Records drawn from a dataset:
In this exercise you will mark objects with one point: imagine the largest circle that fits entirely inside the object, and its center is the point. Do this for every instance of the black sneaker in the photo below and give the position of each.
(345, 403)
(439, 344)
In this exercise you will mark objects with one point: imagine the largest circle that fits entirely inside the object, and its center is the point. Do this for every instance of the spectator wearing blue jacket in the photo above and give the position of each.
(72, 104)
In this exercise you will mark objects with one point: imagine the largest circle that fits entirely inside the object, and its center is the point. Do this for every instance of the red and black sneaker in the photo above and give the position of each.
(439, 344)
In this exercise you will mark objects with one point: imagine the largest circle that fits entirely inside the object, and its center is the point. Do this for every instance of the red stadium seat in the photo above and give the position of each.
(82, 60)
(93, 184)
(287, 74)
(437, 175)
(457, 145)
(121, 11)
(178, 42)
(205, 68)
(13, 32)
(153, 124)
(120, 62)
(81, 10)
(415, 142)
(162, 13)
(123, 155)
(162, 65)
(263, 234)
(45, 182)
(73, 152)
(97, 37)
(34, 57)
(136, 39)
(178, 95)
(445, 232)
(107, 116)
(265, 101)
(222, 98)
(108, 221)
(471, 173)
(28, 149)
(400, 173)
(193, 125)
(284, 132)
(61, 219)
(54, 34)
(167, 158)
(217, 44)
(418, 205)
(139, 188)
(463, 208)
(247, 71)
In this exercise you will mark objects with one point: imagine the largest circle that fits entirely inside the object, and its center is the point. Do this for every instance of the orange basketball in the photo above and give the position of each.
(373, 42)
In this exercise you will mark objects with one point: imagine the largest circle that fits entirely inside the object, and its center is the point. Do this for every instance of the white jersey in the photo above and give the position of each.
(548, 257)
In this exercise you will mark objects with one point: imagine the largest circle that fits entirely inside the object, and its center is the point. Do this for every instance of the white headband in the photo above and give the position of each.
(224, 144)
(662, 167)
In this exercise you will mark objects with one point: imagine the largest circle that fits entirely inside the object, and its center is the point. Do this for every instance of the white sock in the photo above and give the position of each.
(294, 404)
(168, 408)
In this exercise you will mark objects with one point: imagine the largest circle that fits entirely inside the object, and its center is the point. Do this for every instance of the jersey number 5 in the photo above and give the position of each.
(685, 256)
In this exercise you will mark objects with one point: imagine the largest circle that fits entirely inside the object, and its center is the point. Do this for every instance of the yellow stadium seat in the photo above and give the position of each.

EXERCISE GOAL: Please return every line of the data, unaltered.

SOLUTION FOR THIS TASK:
In this exercise you will mark objects with one point: imagine the largest circle that fits entirely inside the object, and its center is the point. Do this for every instance of the black sneaker in the photo below and give the position of each.
(345, 403)
(439, 344)
In this exercise you will mark objects with one point: imagine the largest circle that fits entirely inside the object, and its center is the point. Do this for every instance of the spectator wearing blue jacket in the photo above and give the position of each.
(72, 104)
In this exercise you will mark objects with one point: imagine the largest circle that fits entirely inside the object, and its center is the point. Do this for every instance of the red and black sneaker in the photo above and give the position of each.
(439, 344)
In this exercise you will mark objects with one point: imagine the largest circle that fits entirely inside the object, and its center is the point. Do this for every instance of the red stadium seat in the photo above and give the position of each.
(82, 60)
(93, 184)
(287, 74)
(437, 175)
(457, 145)
(121, 11)
(178, 42)
(205, 68)
(13, 32)
(153, 124)
(120, 62)
(81, 10)
(415, 142)
(162, 13)
(123, 155)
(162, 65)
(263, 234)
(45, 182)
(73, 152)
(97, 37)
(34, 57)
(136, 39)
(178, 95)
(445, 232)
(107, 116)
(265, 101)
(222, 98)
(108, 221)
(471, 173)
(28, 149)
(400, 173)
(193, 125)
(284, 132)
(61, 219)
(54, 34)
(167, 158)
(217, 44)
(418, 205)
(139, 188)
(463, 208)
(247, 71)
In this exercise you will mark objects with one point: imagine the largest circle that fits entirely inside the object, and its center is the point. Do this for every instance of the orange basketball in the photo above and give the position of each.
(373, 42)
In this exercise you will mark objects with one point: imagine the largest circle that fits entirely inside the object, and its center is the point. Do this for every instance of the white jersey in the photo above and give the position of each.
(548, 257)
In this exercise you will mark objects with one point: imagine the largest circle that fits entirely inside the object, and its center is the point. Do this for every instance of the white headband in the photo above and give the position of each.
(224, 144)
(662, 167)
In this exercise you will mark objects with one point: imagine the largest circle that fits entirely inside the object, and its center is the point. Do this for every instance of the white sock in the photo above and give the position of each.
(294, 404)
(168, 408)
In this exercise you will mark objects with one point: imagine the largest circle that fits entirely inside the object, and its center is the point. Do this for every instance of the jersey number 5 in the photo above and give the position of each.
(685, 256)
In this exercise you will mark objects with one point: imagine the largest circle that fits entirely inside the object, and its center is the point. Do this for every instance of the yellow stadium seat in the photo above and give the position of each.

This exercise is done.